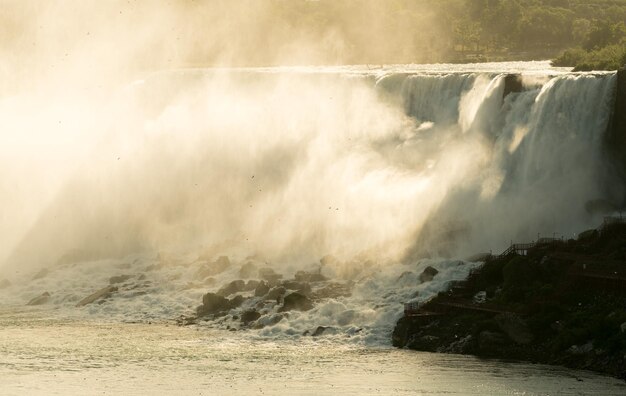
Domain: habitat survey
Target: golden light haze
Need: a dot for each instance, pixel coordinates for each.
(76, 39)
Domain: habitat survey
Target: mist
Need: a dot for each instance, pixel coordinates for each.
(129, 128)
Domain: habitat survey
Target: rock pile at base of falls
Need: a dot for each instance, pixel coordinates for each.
(100, 294)
(40, 300)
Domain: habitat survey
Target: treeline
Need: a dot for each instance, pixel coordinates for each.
(586, 34)
(582, 33)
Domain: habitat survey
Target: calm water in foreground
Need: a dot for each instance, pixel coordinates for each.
(42, 354)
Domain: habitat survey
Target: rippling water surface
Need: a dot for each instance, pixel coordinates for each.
(43, 354)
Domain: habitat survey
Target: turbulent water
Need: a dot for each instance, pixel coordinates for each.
(381, 171)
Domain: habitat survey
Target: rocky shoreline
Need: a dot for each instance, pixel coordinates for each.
(562, 303)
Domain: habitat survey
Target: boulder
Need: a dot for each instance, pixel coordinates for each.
(249, 316)
(319, 331)
(100, 294)
(303, 276)
(236, 302)
(514, 327)
(119, 279)
(424, 343)
(489, 341)
(41, 274)
(296, 301)
(428, 274)
(269, 274)
(261, 289)
(213, 303)
(276, 293)
(233, 287)
(214, 268)
(251, 285)
(41, 299)
(301, 287)
(334, 290)
(248, 270)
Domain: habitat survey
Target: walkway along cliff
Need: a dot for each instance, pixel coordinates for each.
(560, 303)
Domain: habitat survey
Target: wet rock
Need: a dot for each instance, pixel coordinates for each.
(480, 297)
(301, 287)
(249, 316)
(269, 320)
(303, 276)
(406, 275)
(581, 349)
(424, 343)
(40, 300)
(269, 275)
(276, 293)
(514, 327)
(296, 301)
(251, 285)
(589, 234)
(233, 287)
(319, 331)
(489, 341)
(214, 268)
(213, 303)
(119, 279)
(428, 274)
(261, 289)
(248, 270)
(100, 294)
(334, 290)
(41, 274)
(236, 302)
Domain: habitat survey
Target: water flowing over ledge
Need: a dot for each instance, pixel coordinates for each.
(388, 170)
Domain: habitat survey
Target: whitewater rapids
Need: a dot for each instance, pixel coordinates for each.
(390, 170)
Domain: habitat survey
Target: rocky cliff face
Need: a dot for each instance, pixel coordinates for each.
(560, 304)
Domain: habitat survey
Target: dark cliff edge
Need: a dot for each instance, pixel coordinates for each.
(562, 303)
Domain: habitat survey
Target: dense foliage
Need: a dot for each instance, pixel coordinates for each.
(591, 32)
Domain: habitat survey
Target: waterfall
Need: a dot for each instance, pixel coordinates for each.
(296, 164)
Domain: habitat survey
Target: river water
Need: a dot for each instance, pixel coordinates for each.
(41, 353)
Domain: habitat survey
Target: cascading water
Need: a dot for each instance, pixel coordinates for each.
(388, 171)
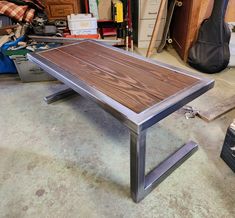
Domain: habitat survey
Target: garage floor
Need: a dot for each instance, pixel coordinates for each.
(71, 159)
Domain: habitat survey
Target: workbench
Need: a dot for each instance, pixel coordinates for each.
(139, 92)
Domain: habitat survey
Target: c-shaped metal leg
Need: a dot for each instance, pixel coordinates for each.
(59, 95)
(141, 184)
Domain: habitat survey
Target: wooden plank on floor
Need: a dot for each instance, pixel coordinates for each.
(218, 110)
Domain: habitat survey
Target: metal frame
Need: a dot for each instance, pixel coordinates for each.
(59, 95)
(138, 123)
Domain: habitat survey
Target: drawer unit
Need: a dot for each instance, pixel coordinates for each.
(144, 18)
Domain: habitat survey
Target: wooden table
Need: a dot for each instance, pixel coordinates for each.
(137, 91)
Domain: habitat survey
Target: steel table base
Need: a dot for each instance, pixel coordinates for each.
(141, 184)
(59, 95)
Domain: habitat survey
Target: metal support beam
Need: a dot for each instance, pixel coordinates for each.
(141, 184)
(59, 95)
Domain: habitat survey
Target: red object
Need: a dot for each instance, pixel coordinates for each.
(16, 12)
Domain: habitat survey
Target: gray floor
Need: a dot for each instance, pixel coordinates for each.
(71, 159)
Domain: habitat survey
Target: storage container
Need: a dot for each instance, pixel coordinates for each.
(83, 32)
(81, 21)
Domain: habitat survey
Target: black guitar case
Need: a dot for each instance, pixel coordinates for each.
(210, 53)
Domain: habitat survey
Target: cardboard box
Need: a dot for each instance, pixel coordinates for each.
(104, 9)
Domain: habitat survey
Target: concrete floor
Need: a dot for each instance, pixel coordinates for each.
(71, 159)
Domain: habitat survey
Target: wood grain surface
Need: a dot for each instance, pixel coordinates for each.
(134, 83)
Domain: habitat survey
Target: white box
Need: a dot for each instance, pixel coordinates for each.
(83, 31)
(81, 21)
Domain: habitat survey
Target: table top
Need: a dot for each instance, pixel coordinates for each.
(117, 78)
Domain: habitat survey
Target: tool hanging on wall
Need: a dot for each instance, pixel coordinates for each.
(156, 28)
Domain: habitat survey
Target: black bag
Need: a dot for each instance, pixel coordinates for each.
(210, 53)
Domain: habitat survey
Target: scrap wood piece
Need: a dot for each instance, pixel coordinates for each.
(218, 110)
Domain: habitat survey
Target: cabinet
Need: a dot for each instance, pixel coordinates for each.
(187, 20)
(144, 17)
(59, 9)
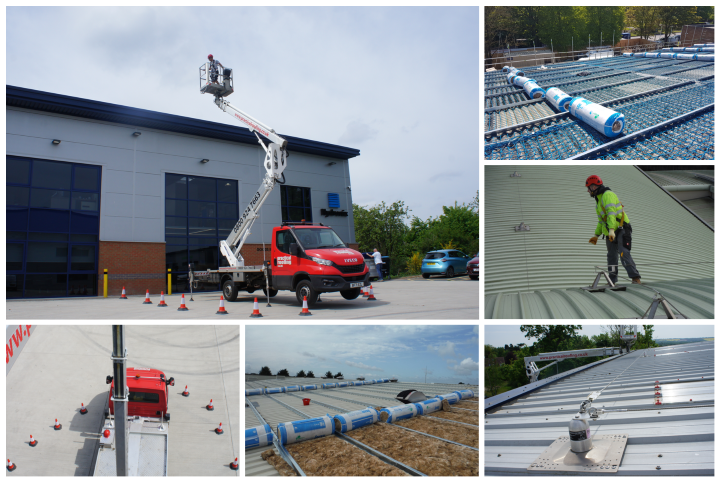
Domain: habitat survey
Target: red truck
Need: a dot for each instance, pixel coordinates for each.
(148, 395)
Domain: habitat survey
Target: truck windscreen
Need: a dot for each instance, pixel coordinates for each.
(311, 238)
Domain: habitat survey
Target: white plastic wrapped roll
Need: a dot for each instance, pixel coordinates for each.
(352, 420)
(260, 436)
(299, 430)
(608, 122)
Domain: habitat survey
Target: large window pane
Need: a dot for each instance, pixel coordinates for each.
(13, 256)
(176, 207)
(86, 202)
(202, 189)
(202, 227)
(43, 198)
(51, 174)
(17, 171)
(227, 191)
(46, 257)
(202, 209)
(175, 186)
(17, 196)
(83, 257)
(49, 285)
(86, 178)
(176, 226)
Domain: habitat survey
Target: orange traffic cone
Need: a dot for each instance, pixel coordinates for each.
(182, 308)
(162, 300)
(256, 311)
(304, 312)
(221, 310)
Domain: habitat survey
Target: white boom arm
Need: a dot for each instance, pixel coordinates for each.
(275, 163)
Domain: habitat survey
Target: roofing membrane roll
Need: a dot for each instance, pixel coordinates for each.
(260, 436)
(352, 420)
(399, 412)
(608, 122)
(299, 430)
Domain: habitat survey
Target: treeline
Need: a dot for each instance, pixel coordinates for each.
(551, 338)
(566, 27)
(406, 238)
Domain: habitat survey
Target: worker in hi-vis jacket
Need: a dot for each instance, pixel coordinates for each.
(614, 224)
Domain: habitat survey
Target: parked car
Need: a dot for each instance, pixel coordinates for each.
(444, 262)
(473, 268)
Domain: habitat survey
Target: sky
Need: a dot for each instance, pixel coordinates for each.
(501, 335)
(447, 353)
(399, 84)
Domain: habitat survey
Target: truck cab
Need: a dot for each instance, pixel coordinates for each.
(148, 393)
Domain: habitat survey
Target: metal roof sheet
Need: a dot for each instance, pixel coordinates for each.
(537, 273)
(677, 436)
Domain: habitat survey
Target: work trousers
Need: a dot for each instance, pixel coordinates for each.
(615, 249)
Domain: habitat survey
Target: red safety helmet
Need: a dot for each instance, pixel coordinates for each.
(593, 180)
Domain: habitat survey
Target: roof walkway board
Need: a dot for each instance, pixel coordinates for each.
(674, 438)
(539, 273)
(273, 410)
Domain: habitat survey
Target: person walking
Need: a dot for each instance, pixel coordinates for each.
(614, 225)
(378, 263)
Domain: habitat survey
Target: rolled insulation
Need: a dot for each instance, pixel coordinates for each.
(299, 430)
(260, 436)
(608, 122)
(352, 420)
(533, 90)
(465, 394)
(429, 406)
(399, 412)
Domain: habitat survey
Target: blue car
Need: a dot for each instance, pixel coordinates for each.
(444, 262)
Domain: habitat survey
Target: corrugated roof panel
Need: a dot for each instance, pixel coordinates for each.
(677, 436)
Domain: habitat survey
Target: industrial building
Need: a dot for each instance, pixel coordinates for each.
(667, 103)
(538, 220)
(93, 186)
(653, 407)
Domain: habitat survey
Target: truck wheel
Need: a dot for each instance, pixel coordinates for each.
* * * *
* Description of the task *
Return, with no change at all, every line in the entries above from the line containing "Target: red safety helmet" through the line containing "Target: industrial building".

* Answer to the exercise *
Target: red safety helmet
Need: a dot for each instance, pixel coordinates for each.
(593, 180)
Domain: habitat survey
Target: roof walkway board
Need: a dot for each instance, pixel coordinates for each.
(674, 438)
(539, 273)
(273, 410)
Domain: habitat survey
Target: person walking
Need: a dot for each instance, pixel coordinates for each.
(614, 225)
(378, 263)
Domain: habitat survey
Target: rolled insulation
Need: a dot for each instance, pixel coordinates for each.
(299, 430)
(260, 436)
(608, 122)
(352, 420)
(533, 90)
(465, 394)
(429, 406)
(399, 412)
Domain: habitat survey
Target: blue car
Need: a dot for each instance, pixel coordinates for each.
(444, 262)
Domain: habitat survey
Target: corrugated roof panel
Need: a dot for each instance, pixel coordinates for each.
(677, 436)
Domain: habitat survey
Target: industrial building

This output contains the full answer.